- GOAL OF THE EXERCISE
In the data that follows, find the line containing "I would be grateful if you could mark the aircraft wing"; then quote that line and every line after it, exactly, through the last one.

- EXERCISE INPUTS
--- START ---
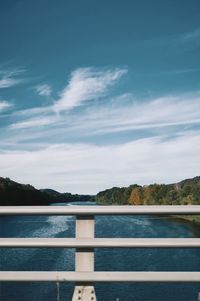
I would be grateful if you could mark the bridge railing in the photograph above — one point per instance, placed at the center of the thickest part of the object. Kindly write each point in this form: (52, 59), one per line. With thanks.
(85, 242)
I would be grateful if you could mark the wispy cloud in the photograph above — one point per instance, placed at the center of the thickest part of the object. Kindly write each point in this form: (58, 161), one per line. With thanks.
(86, 84)
(4, 105)
(10, 78)
(35, 122)
(192, 36)
(43, 90)
(88, 168)
(122, 113)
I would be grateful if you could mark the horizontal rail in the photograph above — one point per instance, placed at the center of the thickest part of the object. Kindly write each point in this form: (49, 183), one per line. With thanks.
(100, 276)
(99, 210)
(99, 242)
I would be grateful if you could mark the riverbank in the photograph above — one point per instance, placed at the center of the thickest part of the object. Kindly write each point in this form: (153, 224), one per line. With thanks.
(192, 220)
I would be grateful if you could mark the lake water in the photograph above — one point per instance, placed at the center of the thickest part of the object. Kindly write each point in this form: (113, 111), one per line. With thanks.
(105, 259)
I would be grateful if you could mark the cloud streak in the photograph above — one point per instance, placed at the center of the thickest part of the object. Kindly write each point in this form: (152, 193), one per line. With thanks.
(86, 84)
(4, 105)
(43, 90)
(10, 78)
(87, 168)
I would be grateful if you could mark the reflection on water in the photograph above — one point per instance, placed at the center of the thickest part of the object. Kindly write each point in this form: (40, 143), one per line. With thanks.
(105, 259)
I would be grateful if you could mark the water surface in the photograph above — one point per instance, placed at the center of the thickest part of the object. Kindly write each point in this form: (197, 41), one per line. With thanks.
(105, 259)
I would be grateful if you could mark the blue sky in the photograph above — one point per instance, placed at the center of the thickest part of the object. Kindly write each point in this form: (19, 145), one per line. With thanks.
(95, 94)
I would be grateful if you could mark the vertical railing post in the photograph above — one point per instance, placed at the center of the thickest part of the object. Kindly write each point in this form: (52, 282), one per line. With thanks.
(84, 258)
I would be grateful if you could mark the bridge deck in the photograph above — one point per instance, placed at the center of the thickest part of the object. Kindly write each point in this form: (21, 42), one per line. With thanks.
(99, 242)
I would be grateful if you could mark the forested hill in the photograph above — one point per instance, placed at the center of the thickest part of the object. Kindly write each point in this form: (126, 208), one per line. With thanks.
(182, 193)
(12, 193)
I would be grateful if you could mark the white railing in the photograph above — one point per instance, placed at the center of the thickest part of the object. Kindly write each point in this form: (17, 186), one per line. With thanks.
(85, 242)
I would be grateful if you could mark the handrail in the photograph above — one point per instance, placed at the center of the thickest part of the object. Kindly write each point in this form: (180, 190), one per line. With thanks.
(85, 242)
(100, 243)
(100, 210)
(86, 277)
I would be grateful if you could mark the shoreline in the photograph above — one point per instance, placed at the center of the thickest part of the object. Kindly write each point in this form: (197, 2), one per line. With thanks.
(193, 221)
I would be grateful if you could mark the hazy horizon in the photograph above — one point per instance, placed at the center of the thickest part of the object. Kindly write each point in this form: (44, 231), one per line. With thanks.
(96, 94)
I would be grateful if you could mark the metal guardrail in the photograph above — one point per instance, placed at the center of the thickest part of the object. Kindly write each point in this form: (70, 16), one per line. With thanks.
(85, 243)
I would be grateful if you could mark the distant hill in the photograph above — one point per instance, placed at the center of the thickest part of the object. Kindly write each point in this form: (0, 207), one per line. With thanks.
(13, 193)
(182, 193)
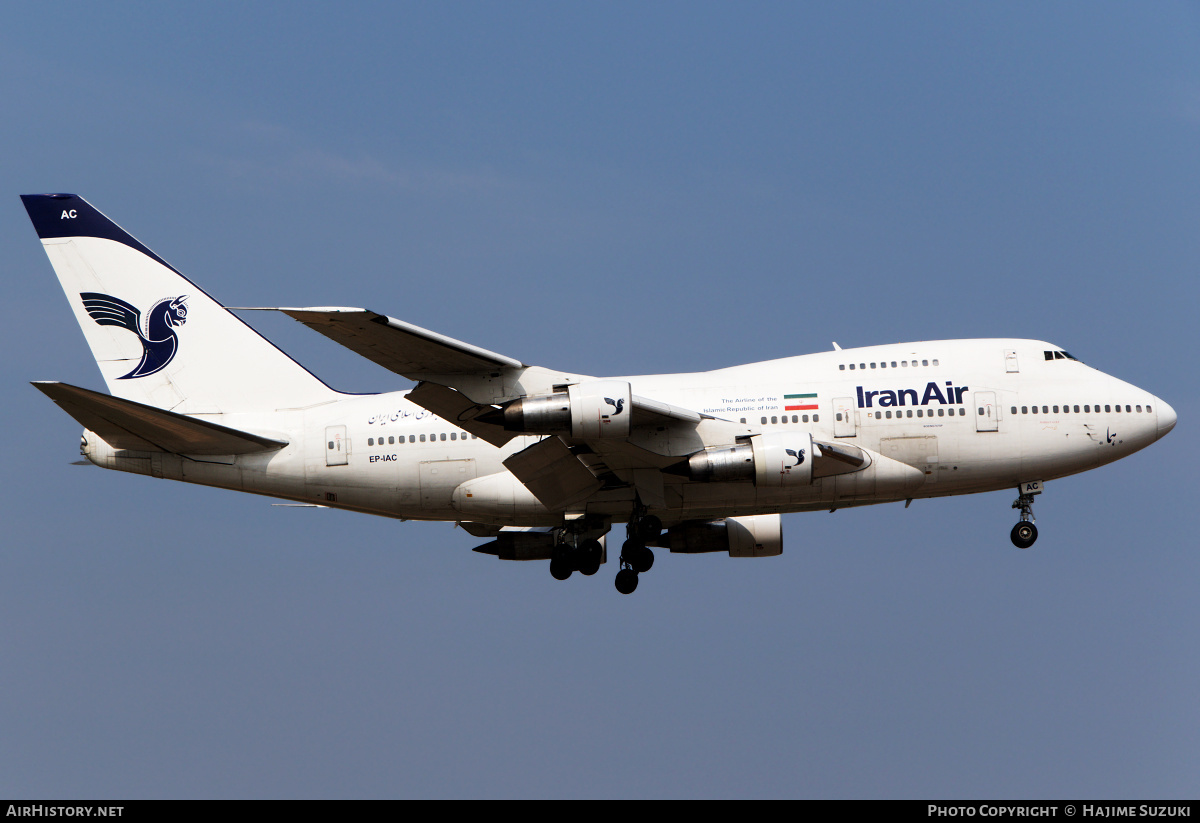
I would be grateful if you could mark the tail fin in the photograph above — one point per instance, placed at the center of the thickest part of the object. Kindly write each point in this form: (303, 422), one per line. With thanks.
(157, 337)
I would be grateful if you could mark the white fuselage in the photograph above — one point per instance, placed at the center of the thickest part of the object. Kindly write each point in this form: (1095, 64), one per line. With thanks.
(958, 416)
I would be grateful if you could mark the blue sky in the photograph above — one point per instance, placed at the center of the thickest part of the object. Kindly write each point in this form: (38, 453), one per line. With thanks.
(611, 188)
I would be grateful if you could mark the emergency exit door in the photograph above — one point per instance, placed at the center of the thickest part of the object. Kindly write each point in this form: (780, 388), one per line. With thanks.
(337, 446)
(987, 412)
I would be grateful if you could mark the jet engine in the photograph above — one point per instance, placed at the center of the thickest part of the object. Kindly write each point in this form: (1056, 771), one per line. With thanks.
(587, 410)
(759, 535)
(772, 460)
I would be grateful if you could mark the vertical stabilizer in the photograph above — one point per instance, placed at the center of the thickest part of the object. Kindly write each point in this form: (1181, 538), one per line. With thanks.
(156, 336)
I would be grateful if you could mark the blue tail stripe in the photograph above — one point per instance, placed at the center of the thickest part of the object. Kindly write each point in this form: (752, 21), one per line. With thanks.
(71, 216)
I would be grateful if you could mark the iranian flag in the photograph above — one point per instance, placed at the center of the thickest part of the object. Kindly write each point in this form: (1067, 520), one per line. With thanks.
(799, 402)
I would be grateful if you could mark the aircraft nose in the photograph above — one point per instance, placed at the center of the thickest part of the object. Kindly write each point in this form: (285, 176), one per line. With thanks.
(1165, 418)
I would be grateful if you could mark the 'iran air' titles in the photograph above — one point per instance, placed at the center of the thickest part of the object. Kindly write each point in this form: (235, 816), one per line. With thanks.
(952, 396)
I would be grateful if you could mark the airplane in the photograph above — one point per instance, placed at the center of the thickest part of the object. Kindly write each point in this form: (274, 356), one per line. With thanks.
(545, 463)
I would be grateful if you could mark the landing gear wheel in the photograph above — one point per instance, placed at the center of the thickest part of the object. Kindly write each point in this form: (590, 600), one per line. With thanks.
(1024, 534)
(627, 581)
(561, 566)
(588, 556)
(636, 556)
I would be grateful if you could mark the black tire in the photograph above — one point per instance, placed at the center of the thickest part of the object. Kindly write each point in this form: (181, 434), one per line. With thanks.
(561, 566)
(627, 581)
(1024, 534)
(649, 528)
(588, 556)
(642, 559)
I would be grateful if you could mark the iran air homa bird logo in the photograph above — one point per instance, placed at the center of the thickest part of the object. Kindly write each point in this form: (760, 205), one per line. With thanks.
(159, 340)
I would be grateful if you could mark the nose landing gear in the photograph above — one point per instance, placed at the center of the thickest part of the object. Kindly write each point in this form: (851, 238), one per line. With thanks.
(1025, 533)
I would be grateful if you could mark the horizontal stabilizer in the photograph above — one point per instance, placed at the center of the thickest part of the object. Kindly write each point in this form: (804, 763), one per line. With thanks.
(137, 427)
(400, 347)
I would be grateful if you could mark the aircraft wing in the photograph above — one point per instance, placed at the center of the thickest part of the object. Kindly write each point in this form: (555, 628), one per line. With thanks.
(129, 425)
(400, 347)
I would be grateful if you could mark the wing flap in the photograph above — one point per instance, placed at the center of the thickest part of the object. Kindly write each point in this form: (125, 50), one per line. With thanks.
(454, 407)
(125, 424)
(553, 474)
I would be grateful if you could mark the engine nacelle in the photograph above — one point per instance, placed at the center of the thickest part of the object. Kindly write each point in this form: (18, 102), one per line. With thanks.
(783, 460)
(759, 535)
(529, 545)
(773, 460)
(586, 410)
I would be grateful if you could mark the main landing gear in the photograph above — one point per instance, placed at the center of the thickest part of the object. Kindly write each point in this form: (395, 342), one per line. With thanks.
--- END ---
- EXERCISE SOLUTION
I would be grateful if you could mark the aircraft wing in the photograph above — one point per instance, placed at the center of the thickest part of the object. Kindly write each point in this form: (555, 628), one per line. With thanks.
(129, 425)
(400, 347)
I would be grateful if you could mark the wing flap in the photograph above — one point per instance, placed at the center of the thickest part of the object. Kindly write each point in this form: (125, 50), one per line. With thanks.
(454, 407)
(125, 424)
(553, 474)
I would be grateful if you could mark the engine nacelle in the photograph above — one point per instance, placed at the center of the thickest part of the object. Kindly write each point in this form: (18, 102), one per line. With thanks.
(783, 460)
(759, 535)
(529, 545)
(773, 460)
(586, 410)
I would be grateful if you could mark the main landing gear in the photograph above — one point per instance, placed at the center of the thickest part of the object. Kindly write each point in this form: (395, 342), one per line. With thanks.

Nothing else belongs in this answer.